Data =>
=-=-=-=-=

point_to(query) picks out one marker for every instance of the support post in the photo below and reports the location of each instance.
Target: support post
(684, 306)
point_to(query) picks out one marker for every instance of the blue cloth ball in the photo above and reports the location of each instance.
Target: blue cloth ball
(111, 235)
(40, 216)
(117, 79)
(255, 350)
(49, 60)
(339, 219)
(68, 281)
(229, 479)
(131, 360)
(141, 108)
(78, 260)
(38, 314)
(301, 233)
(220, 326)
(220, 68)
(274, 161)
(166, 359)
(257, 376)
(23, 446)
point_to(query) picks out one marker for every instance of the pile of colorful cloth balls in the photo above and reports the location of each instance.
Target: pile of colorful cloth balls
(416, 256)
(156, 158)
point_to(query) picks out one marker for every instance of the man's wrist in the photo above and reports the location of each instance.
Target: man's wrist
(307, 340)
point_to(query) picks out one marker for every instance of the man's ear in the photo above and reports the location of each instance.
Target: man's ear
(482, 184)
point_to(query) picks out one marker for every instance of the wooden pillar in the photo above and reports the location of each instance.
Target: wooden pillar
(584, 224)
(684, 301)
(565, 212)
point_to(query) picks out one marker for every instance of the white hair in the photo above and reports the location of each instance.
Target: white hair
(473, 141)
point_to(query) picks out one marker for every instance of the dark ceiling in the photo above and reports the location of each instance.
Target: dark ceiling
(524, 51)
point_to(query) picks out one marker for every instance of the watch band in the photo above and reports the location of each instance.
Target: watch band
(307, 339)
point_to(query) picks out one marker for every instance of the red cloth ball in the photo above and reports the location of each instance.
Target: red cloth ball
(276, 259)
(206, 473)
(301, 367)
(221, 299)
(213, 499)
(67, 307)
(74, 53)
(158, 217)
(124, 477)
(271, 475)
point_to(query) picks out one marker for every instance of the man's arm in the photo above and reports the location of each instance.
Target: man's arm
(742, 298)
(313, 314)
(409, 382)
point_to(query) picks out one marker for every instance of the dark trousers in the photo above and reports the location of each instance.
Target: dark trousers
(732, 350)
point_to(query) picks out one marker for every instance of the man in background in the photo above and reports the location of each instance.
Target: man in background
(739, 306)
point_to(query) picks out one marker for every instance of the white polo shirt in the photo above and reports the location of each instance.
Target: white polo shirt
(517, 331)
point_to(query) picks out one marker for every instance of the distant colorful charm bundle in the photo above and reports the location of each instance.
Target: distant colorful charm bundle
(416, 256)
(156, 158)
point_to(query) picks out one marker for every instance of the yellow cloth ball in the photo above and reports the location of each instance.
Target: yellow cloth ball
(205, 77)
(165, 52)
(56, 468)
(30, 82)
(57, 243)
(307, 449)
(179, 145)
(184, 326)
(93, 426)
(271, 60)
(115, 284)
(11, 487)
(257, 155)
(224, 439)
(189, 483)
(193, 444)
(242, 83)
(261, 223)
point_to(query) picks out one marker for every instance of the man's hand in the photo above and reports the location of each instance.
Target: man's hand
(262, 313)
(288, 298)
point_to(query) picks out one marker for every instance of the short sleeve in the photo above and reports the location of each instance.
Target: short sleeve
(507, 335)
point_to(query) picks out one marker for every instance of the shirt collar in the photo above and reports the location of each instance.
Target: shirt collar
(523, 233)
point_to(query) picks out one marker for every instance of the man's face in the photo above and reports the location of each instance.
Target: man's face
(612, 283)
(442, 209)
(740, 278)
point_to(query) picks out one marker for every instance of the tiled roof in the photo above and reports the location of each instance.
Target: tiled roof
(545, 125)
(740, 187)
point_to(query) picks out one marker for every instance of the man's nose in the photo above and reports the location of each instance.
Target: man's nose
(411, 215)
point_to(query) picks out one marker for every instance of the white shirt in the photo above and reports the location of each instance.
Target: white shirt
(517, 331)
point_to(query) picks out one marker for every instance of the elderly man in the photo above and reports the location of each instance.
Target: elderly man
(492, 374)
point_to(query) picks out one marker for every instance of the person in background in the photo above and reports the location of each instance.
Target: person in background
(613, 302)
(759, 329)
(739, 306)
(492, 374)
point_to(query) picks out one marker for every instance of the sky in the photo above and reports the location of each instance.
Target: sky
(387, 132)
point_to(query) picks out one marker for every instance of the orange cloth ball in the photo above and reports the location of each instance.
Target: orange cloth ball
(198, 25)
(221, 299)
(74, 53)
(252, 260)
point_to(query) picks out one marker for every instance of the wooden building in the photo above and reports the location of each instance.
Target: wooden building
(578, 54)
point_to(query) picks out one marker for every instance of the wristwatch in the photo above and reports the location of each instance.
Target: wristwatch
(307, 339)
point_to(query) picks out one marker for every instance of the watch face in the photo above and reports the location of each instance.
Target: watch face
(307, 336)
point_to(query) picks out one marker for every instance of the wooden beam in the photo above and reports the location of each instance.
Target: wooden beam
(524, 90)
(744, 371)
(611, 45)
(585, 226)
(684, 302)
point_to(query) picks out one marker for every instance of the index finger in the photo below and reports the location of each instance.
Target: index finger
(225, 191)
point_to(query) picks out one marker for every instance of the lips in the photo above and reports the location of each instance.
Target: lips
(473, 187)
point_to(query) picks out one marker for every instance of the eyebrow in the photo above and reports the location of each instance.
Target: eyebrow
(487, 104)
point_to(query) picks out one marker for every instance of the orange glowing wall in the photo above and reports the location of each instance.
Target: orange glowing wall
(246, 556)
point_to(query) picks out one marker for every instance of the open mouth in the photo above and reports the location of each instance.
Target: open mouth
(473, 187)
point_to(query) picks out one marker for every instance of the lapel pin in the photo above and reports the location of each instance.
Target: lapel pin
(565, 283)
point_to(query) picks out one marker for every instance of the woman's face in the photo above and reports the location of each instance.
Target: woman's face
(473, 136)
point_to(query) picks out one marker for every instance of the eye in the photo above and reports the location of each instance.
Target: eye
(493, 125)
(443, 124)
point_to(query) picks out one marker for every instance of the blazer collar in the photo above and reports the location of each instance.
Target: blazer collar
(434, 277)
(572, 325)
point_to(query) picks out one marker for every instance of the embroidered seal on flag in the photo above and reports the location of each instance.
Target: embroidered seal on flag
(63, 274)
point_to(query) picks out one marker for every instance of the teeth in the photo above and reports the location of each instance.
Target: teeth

=-=-=-=-=

Instructions for the task =>
Note how many lines in the data above contain "teeth", then state that number alone.

Your solution =>
2